Polio is a highly infectious disease without cure caused by a virus that can cause permanent paralysis in a matter of hours.
Polio could be soon becomes only the second human infectious disease after smallpox to be eradicated. Nigeria has marked polio-free year, raising global eradication hopes, reaching a milestone many experts had thought would elude it as internal conflict hampered the battle against polio.
But fight is far from over. As long as a single child remains infected, children in all countries are at risk of contracting polio. Armed conflict, political instability, violence, hard-to-reach populations, poor infrastructures and porous frontiers continue to pose challenges to eradicating the disease and has made it difficult for health workers to make the rounds necessary to provide full immunization. The virus has now been cornered in just two places: Afghanistan and Pakistan.
In Pakistan, where polio has never been eliminated, the C.I.A.’s decision to send a vaccination team into the Bin Laden compound to gather information and DNA samples hurt the national polio drive. The Taliban have claimed that the polio vaccination drive is a front for espionage or a conspiracy to sterilize Muslims. They attack and kill health workers who conduct door-to-door campaigns, forcing the government to mount massive security operations during major vaccination drives.
Viruses cross borders invisibly and dangerously. In Afghanistan, most of the new cases come from Pakistan and Middle East region has become susceptible to an outbreak of it as Polio re-emerged in war-torn Syria after more than a decade.

Recorded information —
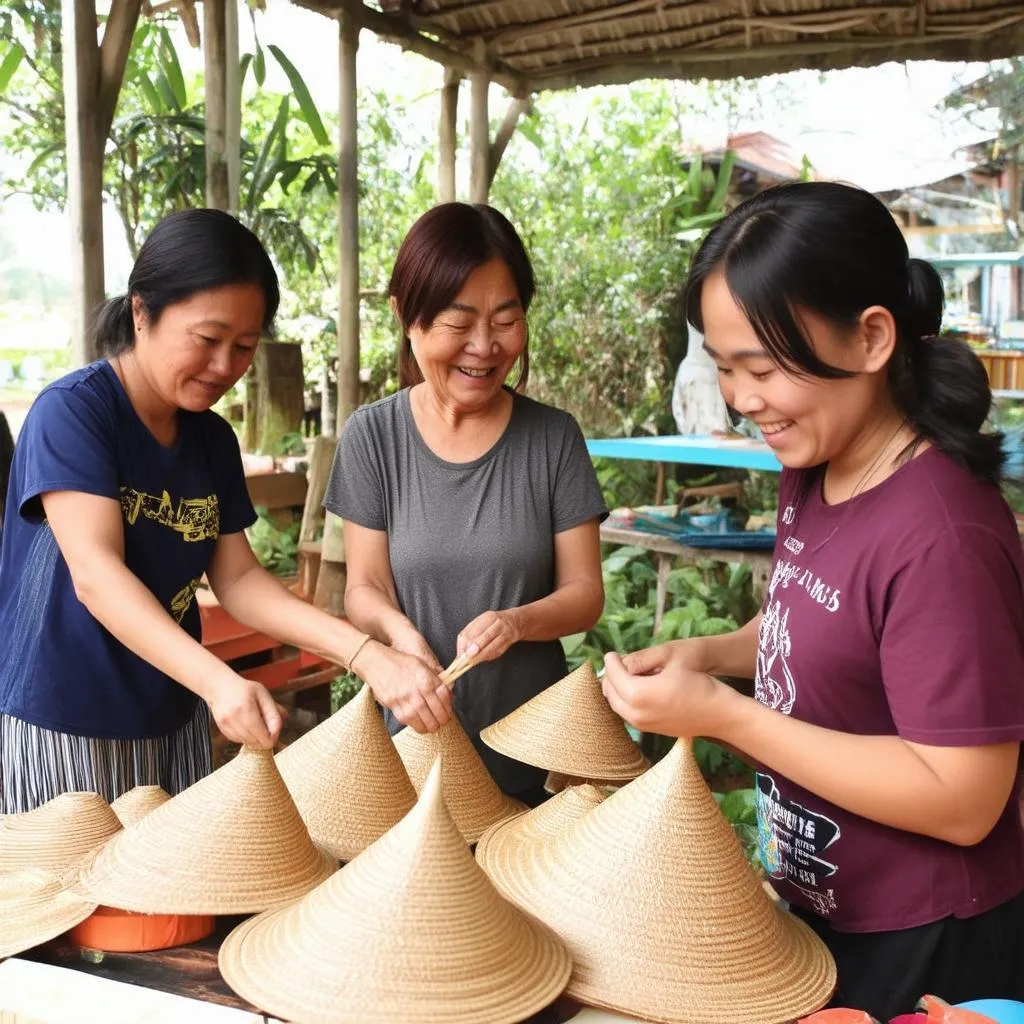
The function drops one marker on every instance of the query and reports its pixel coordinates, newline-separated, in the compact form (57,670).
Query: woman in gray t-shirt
(471,512)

Questions to answer —
1) In the polio text, which disease is the only human infectious disease so far eradicated?
2) List every challenge to eradicating the disease that the polio text names in its sentence beginning "Armed conflict".
3) Duplicate the part of the polio text between "Polio could be" and "battle against polio.", inclusive.

Task results —
1) Smallpox

2)
- Armed conflict
- Political instability
- Violence
- Hard-to-reach populations
- Poor infrastructures
- Porous frontiers

3)
Polio could be soon becomes only the second human infectious disease after smallpox to be eradicated. Nigeria has marked polio-free year, raising global eradication hopes, reaching a milestone many experts had thought would elude it as internal conflict hampered the battle against polio.